[Reading text Boundary: Start]

How many protestors have died in Iran?
At least hundreds, and possibly thousands. An exact figure remains impossible to confirm.
Iran shut down the internet and phone networks on the evening of Thursday, Jan. 8, as the largest demonstrations were underway and security forces moved to confront crowds. During a similar shutdown amid economic protests in 2019, authorities subsequently used live fire against demonstrators.
That pattern appears to have repeated. By Friday morning, six hospitals in Tehran alone had received the bodies of at least 217 protesters, a doctor told TIME. Tehran has many more hospitals, but with no additional leaks, the full toll from that night and those that followed remains unknown.
Images smuggled out of the country showed a Tehran-area morgue packed with hundreds of bodies from Thursday night alone. Based on those images and the hospital report, some analysts fear the death toll could reach into the thousands. As of Jan. 11, a respected human rights group operating amid the communications blackout said it had confirmed 544 deaths.
Is anyone leading the protests?
There is no indication the protests were organized by a single group. As with nationwide demonstrations in 2017, 2019, and 2022, the current unrest appears to have erupted spontaneously in response to government actions. In 2019, for example, it was the rise in gas prices. The absence of formal leadership reflects, in part, the state’s systematic arrest of civil society figures.

[Reading text Boundary: End]

◆ Task 1
Write out the passage on Iran's protests that begins with the words containing "Images smuggled out" and ends with "confirmed 544 deaths.".
◆ Task 2
Pick up the text on Iran's protests after its final sentence and keep writing.
The data that follows was drawn from a different source than the text on Iran's protests.

[Data records Boundary: Start]

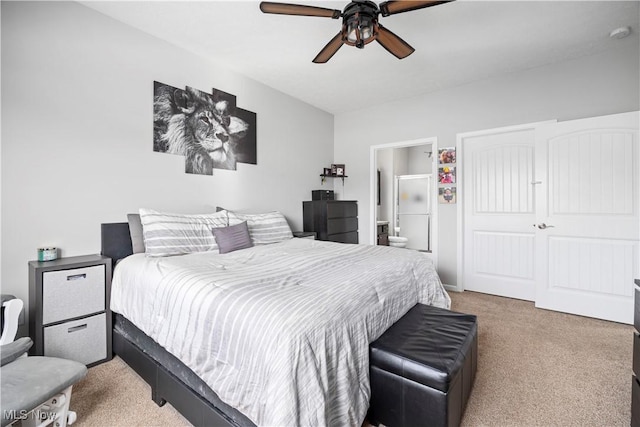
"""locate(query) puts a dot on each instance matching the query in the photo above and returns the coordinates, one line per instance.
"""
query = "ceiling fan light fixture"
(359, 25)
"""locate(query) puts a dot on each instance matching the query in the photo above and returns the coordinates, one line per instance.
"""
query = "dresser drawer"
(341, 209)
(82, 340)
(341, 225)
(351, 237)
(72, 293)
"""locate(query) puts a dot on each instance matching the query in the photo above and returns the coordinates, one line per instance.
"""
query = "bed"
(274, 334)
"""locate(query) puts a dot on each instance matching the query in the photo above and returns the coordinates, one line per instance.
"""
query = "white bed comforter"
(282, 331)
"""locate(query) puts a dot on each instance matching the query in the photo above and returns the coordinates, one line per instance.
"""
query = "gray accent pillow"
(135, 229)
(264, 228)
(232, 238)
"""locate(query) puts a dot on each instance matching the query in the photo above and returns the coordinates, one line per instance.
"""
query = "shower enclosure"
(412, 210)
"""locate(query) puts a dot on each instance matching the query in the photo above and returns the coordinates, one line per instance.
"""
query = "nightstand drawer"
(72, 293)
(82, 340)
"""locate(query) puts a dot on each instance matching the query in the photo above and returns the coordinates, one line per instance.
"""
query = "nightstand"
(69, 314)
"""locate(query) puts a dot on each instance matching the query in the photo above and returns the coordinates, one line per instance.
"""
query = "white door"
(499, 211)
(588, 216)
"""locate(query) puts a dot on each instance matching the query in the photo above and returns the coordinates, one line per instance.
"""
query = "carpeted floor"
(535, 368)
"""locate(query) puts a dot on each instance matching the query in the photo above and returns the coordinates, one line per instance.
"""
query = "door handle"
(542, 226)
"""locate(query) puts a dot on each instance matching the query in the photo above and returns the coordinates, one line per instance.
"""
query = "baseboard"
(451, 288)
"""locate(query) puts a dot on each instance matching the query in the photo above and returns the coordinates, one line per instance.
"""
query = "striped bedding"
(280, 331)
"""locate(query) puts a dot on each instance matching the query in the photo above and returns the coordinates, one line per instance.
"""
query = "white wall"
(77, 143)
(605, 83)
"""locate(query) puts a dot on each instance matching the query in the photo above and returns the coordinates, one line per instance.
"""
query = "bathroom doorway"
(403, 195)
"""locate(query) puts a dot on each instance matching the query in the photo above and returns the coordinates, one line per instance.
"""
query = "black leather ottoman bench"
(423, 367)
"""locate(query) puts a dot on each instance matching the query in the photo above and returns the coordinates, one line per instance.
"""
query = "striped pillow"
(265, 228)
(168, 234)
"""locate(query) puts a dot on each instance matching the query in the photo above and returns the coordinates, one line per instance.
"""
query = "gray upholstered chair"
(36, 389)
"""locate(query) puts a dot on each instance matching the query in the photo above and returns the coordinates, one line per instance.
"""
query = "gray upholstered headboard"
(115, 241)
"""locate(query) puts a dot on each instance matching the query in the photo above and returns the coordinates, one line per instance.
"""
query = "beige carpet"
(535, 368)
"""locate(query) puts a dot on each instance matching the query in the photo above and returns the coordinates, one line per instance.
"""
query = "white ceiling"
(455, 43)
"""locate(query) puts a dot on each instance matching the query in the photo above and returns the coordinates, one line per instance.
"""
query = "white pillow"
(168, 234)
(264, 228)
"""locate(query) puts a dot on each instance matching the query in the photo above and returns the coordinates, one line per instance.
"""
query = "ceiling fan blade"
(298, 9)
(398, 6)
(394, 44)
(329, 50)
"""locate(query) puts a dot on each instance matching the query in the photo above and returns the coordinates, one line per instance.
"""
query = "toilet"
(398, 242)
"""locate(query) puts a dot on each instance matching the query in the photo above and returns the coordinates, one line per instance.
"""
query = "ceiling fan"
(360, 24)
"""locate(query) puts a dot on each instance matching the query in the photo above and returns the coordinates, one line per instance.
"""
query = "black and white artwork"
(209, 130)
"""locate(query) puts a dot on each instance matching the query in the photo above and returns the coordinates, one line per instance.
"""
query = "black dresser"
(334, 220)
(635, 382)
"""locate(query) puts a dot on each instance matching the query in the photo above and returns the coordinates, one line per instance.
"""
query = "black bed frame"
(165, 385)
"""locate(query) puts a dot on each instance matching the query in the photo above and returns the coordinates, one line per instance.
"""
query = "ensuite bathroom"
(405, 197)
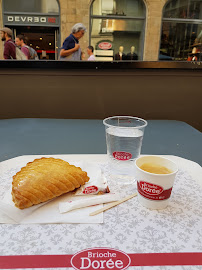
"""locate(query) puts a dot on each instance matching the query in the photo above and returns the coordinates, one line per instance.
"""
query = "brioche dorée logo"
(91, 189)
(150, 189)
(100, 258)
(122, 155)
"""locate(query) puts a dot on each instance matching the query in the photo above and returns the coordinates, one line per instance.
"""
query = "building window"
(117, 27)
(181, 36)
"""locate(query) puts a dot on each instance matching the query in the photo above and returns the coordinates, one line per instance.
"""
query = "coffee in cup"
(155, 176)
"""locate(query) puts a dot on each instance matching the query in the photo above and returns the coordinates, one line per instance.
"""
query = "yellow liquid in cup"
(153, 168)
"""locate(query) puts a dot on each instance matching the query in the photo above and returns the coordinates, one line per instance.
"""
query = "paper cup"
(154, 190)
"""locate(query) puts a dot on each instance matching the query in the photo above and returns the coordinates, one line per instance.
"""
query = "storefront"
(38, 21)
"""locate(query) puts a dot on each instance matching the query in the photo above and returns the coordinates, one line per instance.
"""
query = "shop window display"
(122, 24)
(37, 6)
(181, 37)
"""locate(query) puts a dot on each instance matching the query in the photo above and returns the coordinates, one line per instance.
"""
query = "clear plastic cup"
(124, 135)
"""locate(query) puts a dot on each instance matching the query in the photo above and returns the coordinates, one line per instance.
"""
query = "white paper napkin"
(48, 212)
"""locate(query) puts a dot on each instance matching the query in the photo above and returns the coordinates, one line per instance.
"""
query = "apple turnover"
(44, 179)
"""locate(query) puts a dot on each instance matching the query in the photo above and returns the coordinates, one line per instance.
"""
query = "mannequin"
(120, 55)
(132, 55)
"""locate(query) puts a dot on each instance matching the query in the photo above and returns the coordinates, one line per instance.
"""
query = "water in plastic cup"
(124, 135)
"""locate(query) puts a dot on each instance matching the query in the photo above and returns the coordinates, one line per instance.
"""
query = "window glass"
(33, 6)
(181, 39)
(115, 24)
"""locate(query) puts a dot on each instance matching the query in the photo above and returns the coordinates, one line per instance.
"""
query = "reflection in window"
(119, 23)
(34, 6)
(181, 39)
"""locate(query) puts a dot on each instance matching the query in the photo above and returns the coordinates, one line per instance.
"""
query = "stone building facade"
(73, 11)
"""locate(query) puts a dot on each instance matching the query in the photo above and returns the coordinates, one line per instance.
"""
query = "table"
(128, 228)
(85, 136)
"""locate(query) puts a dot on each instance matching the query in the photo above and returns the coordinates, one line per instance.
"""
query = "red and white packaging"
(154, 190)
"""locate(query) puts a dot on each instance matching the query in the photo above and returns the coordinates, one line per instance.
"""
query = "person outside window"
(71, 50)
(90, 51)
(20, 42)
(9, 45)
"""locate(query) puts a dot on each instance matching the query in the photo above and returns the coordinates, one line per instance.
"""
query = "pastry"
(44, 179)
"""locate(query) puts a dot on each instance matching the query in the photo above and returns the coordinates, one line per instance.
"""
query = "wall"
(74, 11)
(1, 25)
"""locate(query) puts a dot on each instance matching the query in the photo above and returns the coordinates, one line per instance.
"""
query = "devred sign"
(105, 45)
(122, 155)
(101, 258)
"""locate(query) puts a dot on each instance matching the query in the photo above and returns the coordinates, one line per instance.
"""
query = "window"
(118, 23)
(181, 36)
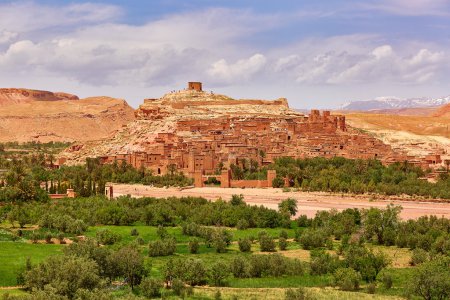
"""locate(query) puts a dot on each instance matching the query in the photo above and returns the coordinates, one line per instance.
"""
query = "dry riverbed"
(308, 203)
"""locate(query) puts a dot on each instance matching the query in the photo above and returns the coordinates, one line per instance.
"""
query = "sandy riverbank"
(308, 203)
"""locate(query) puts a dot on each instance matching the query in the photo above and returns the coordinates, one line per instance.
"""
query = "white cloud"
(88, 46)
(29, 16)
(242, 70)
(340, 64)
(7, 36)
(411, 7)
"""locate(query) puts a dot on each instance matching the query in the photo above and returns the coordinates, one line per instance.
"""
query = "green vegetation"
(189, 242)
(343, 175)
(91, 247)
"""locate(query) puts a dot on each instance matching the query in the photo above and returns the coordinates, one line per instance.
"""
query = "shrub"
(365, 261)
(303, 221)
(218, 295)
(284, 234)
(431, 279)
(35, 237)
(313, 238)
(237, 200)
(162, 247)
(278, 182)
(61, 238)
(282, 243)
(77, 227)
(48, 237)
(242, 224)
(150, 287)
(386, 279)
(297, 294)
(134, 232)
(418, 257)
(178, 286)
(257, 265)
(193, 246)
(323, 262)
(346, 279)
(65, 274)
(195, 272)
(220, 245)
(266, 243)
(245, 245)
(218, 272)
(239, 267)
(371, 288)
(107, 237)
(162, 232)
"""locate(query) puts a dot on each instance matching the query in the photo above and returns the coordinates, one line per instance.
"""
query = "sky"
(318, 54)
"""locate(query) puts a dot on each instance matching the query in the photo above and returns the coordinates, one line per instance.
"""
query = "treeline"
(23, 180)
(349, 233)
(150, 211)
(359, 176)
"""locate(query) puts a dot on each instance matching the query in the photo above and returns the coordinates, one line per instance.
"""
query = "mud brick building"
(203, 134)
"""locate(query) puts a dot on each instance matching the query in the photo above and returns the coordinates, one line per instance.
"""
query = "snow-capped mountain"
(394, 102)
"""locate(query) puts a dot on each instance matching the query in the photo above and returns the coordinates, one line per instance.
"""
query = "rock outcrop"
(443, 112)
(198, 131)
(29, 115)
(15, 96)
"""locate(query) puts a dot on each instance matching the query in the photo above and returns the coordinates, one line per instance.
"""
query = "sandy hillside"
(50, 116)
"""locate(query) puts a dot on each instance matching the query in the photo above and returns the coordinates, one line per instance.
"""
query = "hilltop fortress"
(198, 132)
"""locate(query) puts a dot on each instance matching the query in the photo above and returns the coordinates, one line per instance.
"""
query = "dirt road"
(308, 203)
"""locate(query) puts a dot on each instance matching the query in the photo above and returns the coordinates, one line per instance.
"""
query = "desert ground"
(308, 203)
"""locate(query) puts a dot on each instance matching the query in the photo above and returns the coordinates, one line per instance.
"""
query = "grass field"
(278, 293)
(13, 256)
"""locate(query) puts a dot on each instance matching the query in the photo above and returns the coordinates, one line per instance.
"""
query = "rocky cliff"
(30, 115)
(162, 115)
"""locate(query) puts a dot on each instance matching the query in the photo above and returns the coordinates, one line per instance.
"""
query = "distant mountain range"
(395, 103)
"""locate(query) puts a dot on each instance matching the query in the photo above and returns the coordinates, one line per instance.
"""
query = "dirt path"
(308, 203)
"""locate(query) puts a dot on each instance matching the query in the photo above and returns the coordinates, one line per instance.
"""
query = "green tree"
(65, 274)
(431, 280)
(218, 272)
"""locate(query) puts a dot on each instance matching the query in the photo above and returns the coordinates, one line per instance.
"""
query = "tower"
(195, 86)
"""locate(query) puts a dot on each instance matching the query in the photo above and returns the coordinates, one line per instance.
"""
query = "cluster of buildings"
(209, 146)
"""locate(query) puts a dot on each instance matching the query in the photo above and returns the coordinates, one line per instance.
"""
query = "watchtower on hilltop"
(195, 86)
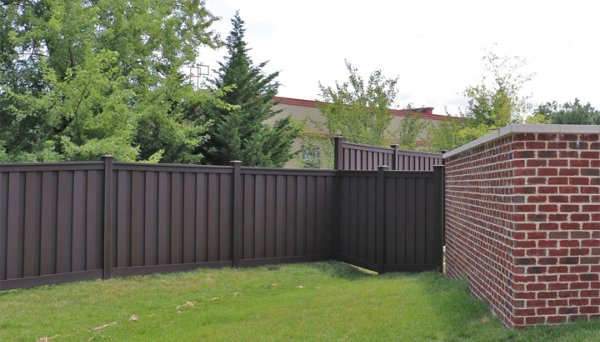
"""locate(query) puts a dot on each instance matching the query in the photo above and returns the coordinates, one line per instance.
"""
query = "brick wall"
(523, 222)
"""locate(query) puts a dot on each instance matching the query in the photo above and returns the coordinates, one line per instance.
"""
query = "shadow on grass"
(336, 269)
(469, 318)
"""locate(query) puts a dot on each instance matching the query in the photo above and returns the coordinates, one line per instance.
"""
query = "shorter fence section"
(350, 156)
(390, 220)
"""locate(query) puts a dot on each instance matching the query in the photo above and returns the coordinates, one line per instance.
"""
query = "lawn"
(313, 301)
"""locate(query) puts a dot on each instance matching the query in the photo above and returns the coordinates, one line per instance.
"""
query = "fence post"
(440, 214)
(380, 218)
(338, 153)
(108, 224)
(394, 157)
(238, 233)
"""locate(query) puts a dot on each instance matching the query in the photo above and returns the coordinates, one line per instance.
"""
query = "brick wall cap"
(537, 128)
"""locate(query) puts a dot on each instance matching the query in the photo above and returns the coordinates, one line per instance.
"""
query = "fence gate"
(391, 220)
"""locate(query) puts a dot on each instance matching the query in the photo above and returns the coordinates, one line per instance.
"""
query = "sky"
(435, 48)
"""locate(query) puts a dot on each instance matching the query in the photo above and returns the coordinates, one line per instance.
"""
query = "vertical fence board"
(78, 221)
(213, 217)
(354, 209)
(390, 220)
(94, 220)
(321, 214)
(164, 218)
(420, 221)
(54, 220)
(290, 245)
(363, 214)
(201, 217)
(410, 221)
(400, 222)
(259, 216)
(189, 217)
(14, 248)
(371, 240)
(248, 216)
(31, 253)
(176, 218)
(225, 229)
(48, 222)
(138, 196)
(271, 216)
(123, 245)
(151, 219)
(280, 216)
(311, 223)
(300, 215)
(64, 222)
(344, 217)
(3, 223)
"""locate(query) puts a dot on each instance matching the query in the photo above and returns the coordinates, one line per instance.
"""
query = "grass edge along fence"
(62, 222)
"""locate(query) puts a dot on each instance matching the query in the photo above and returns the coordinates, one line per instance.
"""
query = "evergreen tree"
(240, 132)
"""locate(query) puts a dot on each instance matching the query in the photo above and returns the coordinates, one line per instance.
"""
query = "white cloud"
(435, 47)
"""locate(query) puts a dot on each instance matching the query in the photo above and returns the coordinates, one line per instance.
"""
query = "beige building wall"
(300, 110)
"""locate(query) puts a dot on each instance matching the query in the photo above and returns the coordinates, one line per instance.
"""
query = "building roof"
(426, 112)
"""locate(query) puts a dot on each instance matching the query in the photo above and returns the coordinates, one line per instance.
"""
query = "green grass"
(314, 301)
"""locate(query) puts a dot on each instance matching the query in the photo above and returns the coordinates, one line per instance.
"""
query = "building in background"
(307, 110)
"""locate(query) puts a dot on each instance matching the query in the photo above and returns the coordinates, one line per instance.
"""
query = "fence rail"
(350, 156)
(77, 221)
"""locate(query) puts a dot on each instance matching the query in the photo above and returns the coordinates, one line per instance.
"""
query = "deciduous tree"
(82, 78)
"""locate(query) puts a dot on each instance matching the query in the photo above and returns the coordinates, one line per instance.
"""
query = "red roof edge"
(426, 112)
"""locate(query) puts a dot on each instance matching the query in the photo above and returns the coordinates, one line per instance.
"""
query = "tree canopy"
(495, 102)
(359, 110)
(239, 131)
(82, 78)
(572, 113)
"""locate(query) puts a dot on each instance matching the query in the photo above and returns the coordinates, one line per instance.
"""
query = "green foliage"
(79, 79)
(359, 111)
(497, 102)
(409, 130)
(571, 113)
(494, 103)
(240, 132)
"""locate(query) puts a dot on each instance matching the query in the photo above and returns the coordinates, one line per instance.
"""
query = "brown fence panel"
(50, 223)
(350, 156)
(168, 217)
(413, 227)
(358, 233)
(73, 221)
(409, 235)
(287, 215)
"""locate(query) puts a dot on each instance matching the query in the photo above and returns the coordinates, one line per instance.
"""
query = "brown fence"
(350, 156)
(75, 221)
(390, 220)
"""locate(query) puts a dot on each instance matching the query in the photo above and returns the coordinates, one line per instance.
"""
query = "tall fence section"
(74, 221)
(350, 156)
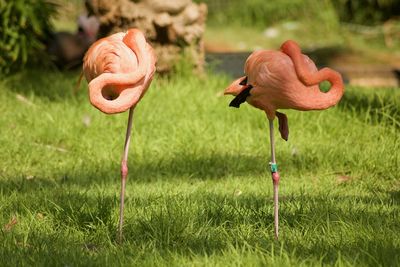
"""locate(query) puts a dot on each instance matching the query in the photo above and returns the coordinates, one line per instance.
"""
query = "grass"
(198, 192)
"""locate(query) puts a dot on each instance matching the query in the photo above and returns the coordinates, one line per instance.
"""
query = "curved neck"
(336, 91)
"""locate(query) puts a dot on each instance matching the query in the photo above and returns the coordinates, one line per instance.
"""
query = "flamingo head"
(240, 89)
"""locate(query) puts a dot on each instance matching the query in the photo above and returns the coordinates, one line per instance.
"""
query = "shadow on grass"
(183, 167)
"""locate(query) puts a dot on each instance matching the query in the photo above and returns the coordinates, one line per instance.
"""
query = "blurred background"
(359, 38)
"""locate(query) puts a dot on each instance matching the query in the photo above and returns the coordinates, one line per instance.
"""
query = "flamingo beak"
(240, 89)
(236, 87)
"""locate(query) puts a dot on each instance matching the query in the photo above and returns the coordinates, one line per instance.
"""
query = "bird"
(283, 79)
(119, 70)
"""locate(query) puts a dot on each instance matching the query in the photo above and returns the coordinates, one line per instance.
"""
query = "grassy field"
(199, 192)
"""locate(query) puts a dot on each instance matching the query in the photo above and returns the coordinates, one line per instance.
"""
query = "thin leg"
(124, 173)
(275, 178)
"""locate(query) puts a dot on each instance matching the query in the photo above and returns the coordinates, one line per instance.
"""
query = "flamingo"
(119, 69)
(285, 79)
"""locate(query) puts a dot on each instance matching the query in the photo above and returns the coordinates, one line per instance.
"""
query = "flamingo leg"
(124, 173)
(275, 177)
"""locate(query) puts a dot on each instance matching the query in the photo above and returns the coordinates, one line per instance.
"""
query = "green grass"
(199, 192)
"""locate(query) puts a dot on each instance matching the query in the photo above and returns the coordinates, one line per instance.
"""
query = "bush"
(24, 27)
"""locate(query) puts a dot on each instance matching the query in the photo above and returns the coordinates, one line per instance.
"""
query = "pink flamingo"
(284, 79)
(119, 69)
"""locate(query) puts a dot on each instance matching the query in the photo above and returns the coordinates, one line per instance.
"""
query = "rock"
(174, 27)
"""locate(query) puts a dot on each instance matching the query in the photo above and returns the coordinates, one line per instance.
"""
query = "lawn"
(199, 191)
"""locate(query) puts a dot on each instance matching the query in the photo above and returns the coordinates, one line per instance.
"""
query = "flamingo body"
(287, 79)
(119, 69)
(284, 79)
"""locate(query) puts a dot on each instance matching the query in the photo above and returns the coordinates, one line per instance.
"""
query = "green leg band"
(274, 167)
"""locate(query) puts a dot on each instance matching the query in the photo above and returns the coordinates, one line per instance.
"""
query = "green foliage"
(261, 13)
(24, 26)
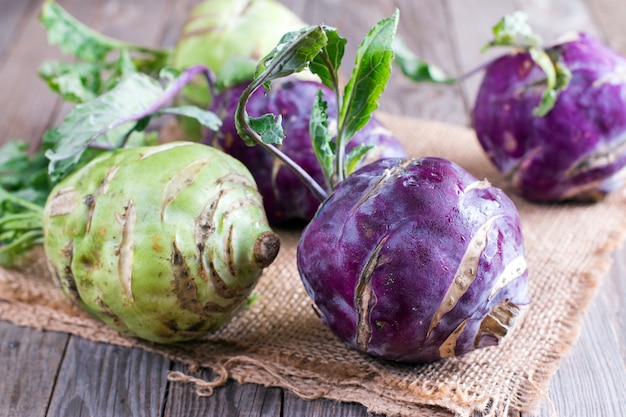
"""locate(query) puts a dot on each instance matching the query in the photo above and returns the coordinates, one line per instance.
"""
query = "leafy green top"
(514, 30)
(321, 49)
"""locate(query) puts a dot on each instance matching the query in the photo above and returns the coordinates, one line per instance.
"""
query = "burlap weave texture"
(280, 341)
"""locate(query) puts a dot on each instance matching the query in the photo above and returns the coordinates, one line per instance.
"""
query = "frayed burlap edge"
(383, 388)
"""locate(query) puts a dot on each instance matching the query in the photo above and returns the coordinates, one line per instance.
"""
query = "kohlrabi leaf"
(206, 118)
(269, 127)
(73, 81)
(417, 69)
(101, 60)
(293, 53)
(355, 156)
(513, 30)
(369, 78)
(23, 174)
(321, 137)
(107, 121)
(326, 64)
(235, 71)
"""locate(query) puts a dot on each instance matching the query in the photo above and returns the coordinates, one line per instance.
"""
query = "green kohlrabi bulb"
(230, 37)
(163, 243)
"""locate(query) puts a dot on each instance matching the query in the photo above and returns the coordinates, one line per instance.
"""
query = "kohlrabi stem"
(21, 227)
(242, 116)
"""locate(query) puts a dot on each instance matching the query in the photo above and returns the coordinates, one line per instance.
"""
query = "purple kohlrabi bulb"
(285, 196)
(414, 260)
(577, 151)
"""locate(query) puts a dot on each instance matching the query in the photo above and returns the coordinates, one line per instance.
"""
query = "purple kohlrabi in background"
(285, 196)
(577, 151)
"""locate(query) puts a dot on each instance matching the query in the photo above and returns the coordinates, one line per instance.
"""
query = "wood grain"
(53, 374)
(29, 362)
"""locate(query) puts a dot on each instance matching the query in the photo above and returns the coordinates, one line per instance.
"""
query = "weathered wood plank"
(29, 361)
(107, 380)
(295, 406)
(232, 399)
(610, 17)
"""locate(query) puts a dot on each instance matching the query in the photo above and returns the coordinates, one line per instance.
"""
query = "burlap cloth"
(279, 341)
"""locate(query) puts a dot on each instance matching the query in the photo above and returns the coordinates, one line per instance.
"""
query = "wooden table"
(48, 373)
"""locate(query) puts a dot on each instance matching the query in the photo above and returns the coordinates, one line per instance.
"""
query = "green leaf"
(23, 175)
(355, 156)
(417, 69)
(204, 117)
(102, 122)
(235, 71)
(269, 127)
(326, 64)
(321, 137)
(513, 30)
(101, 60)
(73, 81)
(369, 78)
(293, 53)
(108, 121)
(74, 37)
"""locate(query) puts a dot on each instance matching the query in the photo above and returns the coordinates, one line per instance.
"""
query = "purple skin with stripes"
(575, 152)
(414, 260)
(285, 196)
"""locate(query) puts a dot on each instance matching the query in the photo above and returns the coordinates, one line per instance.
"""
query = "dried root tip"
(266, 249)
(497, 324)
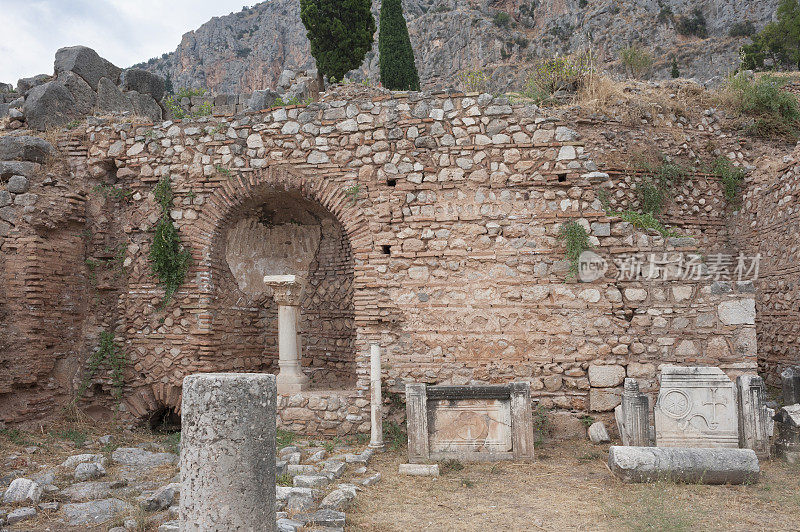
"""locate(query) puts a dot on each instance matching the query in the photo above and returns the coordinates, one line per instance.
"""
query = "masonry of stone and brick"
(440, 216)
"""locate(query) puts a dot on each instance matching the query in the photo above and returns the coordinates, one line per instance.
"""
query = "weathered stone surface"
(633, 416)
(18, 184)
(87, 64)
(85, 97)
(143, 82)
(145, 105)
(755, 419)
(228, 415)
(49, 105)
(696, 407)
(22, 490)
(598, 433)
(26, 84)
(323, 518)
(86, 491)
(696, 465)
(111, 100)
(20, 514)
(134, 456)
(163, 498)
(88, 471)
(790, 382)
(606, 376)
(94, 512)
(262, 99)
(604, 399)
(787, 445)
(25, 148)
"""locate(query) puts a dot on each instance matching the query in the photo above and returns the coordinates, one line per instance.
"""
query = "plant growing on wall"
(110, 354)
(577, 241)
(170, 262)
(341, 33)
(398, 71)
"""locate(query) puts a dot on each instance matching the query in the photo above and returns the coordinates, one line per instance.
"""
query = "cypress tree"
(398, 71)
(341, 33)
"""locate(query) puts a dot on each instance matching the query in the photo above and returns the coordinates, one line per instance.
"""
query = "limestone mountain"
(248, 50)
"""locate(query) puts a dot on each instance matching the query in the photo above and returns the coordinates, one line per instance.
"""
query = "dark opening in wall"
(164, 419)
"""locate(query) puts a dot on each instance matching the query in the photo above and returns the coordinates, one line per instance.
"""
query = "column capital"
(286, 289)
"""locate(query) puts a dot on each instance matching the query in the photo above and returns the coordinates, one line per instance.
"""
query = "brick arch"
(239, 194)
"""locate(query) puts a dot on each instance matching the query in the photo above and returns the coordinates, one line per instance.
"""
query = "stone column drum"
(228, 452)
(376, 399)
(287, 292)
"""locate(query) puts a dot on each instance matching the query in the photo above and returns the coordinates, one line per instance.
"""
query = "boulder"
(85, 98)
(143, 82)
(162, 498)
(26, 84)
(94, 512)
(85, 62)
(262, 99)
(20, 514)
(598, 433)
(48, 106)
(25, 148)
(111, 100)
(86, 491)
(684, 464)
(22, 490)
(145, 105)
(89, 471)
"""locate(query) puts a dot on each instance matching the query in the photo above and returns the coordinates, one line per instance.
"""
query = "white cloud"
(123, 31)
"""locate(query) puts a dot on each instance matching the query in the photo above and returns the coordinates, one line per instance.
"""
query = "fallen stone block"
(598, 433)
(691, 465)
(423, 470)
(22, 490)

[Data records Boundary: End]

◆ Task response 1
Images smuggled out of the country showed a Tehran-area morgue packed with hundreds of bodies from Thursday night alone. Based on those images and the hospital report, some analysts fear the death toll could reach into the thousands. As of Jan. 11, a respected human rights group operating amid the communications blackout said it had confirmed 544 deaths.

◆ Task response 2
As the protests gained momentum, Reza Pahlavi, the son of Iran’s last shah, began posting messages calling for a general uprising. Some demonstrators appeared receptive: the largest gatherings coincided with the times and locations he suggested, and crowds in several cities chanted his name.
Pahlavi, 65, has lived in the United States for most of his life since his father, Mohammad Reza Shah, was deposed during the 1979 Islamic Revolution. In social media messages, he has said he does not seek to restore the monarchy, but wants to serve as a unifying figure during a transition to a secular democracy.
Read more: Iranians Are Protesting. Reza Pahlavi Can’t Save Them
Other prominent dissidents, including Nobel laureate Narges Mohammadi, remain inside Iran as political prisoners.
Who runs Iran now? Could he be abducted, like Venezuela’s Nicolas Maduro?
The title carried by Ayatollah Ali Khamenei sums things up pretty neatly: Supreme Leader of the Revolution. Now 86, Khamenei has had the final say on what happens in the Islamic Republic of Iran since being promoted by a panel of fellow clerics in 1989.
Long rumored to be in declining health, he has kept a low profile since the 12-day war, during which Israel’s prime minister said Khamenei could have been targeted but was waved off by Trump. Khamenei is known to live modestly, and sometimes deep underground.
Unlike Venezuela’s former president, Khamenei is not named in U.S. criminal indictments. But according to Justice Department filings in 2024, intelligence units of Iran’s Islamic Revolutionary Guard Corps— which report directly to the Supreme Leader—were involved in plots to assassinate Trump.
Read more: The Danger of the Maduro Model for Iran
Why is the U.S. against Iran?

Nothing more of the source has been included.